● Do this
Reproduce all of the material below verbatim, leaving every line unchanged.

● Entries
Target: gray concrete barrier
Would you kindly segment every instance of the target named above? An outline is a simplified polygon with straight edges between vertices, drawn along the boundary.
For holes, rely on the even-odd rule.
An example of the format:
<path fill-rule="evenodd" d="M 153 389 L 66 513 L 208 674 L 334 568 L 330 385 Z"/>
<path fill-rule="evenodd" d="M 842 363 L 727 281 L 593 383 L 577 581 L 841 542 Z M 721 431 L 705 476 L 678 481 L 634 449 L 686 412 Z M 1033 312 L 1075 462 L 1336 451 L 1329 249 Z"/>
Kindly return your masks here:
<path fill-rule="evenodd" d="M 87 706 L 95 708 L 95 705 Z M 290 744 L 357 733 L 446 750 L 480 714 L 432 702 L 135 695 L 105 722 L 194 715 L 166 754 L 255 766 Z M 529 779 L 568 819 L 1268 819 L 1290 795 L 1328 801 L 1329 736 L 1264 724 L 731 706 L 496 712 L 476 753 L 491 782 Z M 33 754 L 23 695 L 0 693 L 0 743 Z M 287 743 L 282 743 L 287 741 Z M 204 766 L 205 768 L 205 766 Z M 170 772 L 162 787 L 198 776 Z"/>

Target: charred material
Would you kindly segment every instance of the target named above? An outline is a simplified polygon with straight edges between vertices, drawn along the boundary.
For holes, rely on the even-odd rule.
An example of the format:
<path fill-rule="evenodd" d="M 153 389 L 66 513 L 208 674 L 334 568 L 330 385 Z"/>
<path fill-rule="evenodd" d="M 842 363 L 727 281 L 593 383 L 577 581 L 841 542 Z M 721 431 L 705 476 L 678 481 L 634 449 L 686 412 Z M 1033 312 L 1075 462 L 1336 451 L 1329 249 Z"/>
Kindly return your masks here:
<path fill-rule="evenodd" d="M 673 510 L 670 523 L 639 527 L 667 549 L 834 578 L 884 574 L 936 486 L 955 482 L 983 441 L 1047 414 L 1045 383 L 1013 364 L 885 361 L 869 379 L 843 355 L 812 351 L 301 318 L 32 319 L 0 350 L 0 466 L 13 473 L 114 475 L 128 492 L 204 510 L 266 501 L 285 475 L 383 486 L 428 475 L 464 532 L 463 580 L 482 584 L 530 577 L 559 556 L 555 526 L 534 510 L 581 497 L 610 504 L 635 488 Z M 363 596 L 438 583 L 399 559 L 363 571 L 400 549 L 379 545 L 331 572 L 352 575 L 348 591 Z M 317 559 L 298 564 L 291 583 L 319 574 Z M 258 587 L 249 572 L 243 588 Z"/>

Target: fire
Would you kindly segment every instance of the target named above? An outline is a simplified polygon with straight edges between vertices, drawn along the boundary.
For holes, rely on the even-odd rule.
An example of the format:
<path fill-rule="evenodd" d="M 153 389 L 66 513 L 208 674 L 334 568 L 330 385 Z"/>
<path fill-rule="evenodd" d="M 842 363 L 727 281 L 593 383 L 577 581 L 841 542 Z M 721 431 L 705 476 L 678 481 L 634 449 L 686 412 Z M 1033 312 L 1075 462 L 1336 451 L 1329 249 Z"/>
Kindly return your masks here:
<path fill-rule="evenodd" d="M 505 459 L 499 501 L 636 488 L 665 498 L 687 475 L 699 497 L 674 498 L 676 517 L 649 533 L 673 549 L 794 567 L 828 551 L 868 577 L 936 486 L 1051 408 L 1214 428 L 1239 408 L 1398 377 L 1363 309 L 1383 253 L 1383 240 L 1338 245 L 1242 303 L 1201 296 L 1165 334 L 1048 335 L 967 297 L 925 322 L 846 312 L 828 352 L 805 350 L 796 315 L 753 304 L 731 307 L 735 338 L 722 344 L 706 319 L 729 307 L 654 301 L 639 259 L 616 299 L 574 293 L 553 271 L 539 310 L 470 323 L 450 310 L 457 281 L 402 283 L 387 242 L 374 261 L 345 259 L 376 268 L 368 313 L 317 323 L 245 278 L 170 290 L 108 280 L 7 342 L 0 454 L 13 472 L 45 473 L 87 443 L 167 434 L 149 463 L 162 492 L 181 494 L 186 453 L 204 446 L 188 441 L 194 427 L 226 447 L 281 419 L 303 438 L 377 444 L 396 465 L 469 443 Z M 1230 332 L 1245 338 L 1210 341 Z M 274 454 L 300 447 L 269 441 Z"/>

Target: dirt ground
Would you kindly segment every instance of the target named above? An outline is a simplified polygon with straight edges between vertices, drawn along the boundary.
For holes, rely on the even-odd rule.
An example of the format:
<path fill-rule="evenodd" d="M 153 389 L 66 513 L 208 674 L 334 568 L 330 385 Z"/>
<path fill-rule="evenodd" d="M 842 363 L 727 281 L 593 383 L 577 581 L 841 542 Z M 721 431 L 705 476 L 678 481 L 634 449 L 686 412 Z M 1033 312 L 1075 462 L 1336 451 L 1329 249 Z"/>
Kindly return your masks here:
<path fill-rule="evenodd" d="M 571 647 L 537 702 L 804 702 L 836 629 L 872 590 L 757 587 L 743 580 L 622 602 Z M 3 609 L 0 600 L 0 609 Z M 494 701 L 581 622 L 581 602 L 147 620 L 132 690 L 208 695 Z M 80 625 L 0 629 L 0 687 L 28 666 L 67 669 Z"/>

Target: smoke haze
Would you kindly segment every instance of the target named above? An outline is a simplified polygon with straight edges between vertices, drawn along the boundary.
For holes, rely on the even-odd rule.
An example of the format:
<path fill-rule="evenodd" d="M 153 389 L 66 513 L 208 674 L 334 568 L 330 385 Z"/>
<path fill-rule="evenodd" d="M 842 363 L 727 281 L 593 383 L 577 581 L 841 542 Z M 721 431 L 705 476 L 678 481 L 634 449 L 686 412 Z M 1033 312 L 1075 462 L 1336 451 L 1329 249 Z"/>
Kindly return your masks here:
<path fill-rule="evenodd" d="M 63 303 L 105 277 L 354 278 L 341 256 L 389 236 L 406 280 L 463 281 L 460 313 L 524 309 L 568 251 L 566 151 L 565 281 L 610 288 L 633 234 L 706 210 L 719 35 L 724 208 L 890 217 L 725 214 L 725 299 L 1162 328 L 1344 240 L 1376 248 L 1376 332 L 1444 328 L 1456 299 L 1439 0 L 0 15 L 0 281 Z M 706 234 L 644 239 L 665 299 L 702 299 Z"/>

● Written solution
Target: gray concrete barrier
Would you kindly segment every instance of the target named above? An outline is a simplified polygon with straight edges between vertices, drawn along the boundary.
For holes, rely on the even-odd rule.
An example of the format:
<path fill-rule="evenodd" d="M 153 389 L 66 513 L 208 674 L 334 568 L 330 385 Z"/>
<path fill-rule="evenodd" d="M 842 363 L 727 281 L 593 383 L 577 581 L 841 542 Z M 721 431 L 705 476 L 678 481 L 634 449 L 686 412 Z M 1033 312 L 1075 462 L 1336 451 L 1329 249 Z"/>
Kindly return your masks here:
<path fill-rule="evenodd" d="M 87 706 L 95 708 L 95 705 Z M 290 744 L 357 733 L 446 750 L 480 714 L 432 702 L 135 695 L 105 722 L 194 715 L 166 754 L 255 766 Z M 529 779 L 568 819 L 1268 819 L 1290 795 L 1328 801 L 1329 736 L 1264 724 L 731 706 L 496 712 L 476 753 L 491 782 Z M 33 754 L 23 695 L 0 693 L 0 743 Z M 287 743 L 282 743 L 287 741 Z M 204 766 L 205 768 L 205 766 Z M 170 772 L 162 787 L 198 776 Z"/>

Target: charred material
Would you kindly segment every instance of the target named above? An outline is a simplified polygon with straight edges between vertices, drawn along the boundary.
For holes, rely on the even-odd rule.
An example of the format:
<path fill-rule="evenodd" d="M 153 389 L 66 513 L 208 674 L 334 568 L 330 385 Z"/>
<path fill-rule="evenodd" d="M 842 363 L 727 281 L 593 383 L 577 581 L 841 542 Z M 721 431 L 705 476 L 678 481 L 634 449 L 686 412 Z M 1033 312 L 1075 462 L 1336 451 L 1329 249 Z"/>
Kindly return your masks here:
<path fill-rule="evenodd" d="M 673 510 L 670 523 L 639 527 L 667 549 L 834 578 L 884 574 L 936 486 L 955 482 L 983 441 L 1047 414 L 1045 383 L 1013 364 L 885 361 L 869 379 L 843 355 L 812 351 L 301 318 L 32 319 L 0 350 L 0 466 L 13 473 L 114 475 L 128 492 L 204 510 L 266 501 L 285 475 L 383 486 L 428 475 L 464 532 L 463 580 L 482 584 L 530 577 L 559 556 L 555 526 L 534 510 L 581 497 L 610 504 L 635 488 Z M 363 596 L 438 583 L 399 559 L 363 571 L 400 549 L 379 545 L 331 572 L 352 575 L 348 591 Z M 317 559 L 298 564 L 291 583 L 319 574 Z M 258 587 L 249 572 L 243 588 Z"/>

Target: fire
Would you kindly segment every instance of the target named above? An outline is a simplified polygon with straight edges between vertices, drawn along the boundary.
For holes, rely on the even-odd rule.
An example of the format:
<path fill-rule="evenodd" d="M 153 389 L 66 513 L 208 674 L 334 568 L 330 385 Z"/>
<path fill-rule="evenodd" d="M 842 363 L 727 281 L 593 383 L 577 581 L 841 542 Z M 721 431 L 705 476 L 678 481 L 634 449 L 686 412 Z M 1033 312 L 1075 462 L 1336 451 L 1329 249 Z"/>
Kindly return your masks here:
<path fill-rule="evenodd" d="M 505 459 L 499 501 L 636 488 L 665 498 L 687 475 L 699 497 L 674 498 L 676 517 L 649 533 L 673 549 L 794 567 L 828 551 L 868 577 L 936 486 L 1051 408 L 1214 428 L 1239 408 L 1398 377 L 1363 309 L 1383 253 L 1383 240 L 1338 245 L 1242 303 L 1201 296 L 1165 334 L 1048 335 L 967 297 L 925 322 L 846 312 L 828 352 L 805 350 L 796 315 L 753 304 L 731 307 L 735 338 L 722 344 L 706 319 L 729 307 L 654 301 L 639 259 L 616 299 L 574 293 L 553 271 L 539 310 L 470 323 L 450 310 L 457 281 L 402 283 L 387 242 L 374 261 L 345 259 L 376 268 L 368 313 L 317 323 L 245 278 L 170 290 L 108 280 L 7 342 L 0 454 L 13 472 L 45 473 L 87 443 L 167 434 L 149 463 L 162 492 L 181 494 L 186 453 L 204 446 L 188 441 L 194 427 L 226 447 L 281 419 L 303 438 L 377 444 L 396 465 L 469 443 Z M 1230 332 L 1245 338 L 1210 341 Z M 274 454 L 300 447 L 269 441 Z"/>

Target: dirt ground
Would you kindly segment every instance of the target named above? An outline is a simplified polygon with straight edges between vertices, drawn along the boundary.
For holes, rely on the even-odd rule.
An example of the format:
<path fill-rule="evenodd" d="M 153 389 L 66 513 L 208 674 L 334 568 L 330 385 Z"/>
<path fill-rule="evenodd" d="M 842 363 L 727 281 L 593 383 L 577 581 L 841 542 Z M 721 431 L 705 476 L 678 481 L 634 449 L 686 412 Z M 1033 312 L 1075 462 L 1336 451 L 1329 249 Z"/>
Kindly return your masks here:
<path fill-rule="evenodd" d="M 571 647 L 537 702 L 804 702 L 836 629 L 872 590 L 757 587 L 743 580 L 622 602 Z M 3 609 L 0 600 L 0 609 Z M 494 701 L 581 622 L 581 602 L 147 620 L 132 690 L 208 695 Z M 80 625 L 0 629 L 0 687 L 28 666 L 67 669 Z"/>

Target: smoke haze
Would you kindly segment every instance of the target named above? An outline is a simplified polygon with straight edges between vertices, drawn along the boundary.
For holes, rely on the even-odd rule.
An example of the format:
<path fill-rule="evenodd" d="M 153 389 L 66 513 L 208 674 L 334 568 L 330 385 Z"/>
<path fill-rule="evenodd" d="M 842 363 L 727 281 L 593 383 L 577 581 L 841 542 Z M 721 431 L 705 476 L 678 481 L 634 449 L 686 412 Z M 1033 312 L 1075 462 L 1336 451 L 1329 249 Z"/>
Kindly return your masks here:
<path fill-rule="evenodd" d="M 63 303 L 105 277 L 354 278 L 341 256 L 389 236 L 406 280 L 463 281 L 460 313 L 524 309 L 568 251 L 566 151 L 565 281 L 610 288 L 633 234 L 706 210 L 719 35 L 724 208 L 890 217 L 725 214 L 725 299 L 1162 328 L 1344 240 L 1376 248 L 1376 332 L 1444 328 L 1456 299 L 1439 0 L 0 15 L 0 281 Z M 706 234 L 644 239 L 665 299 L 702 299 Z"/>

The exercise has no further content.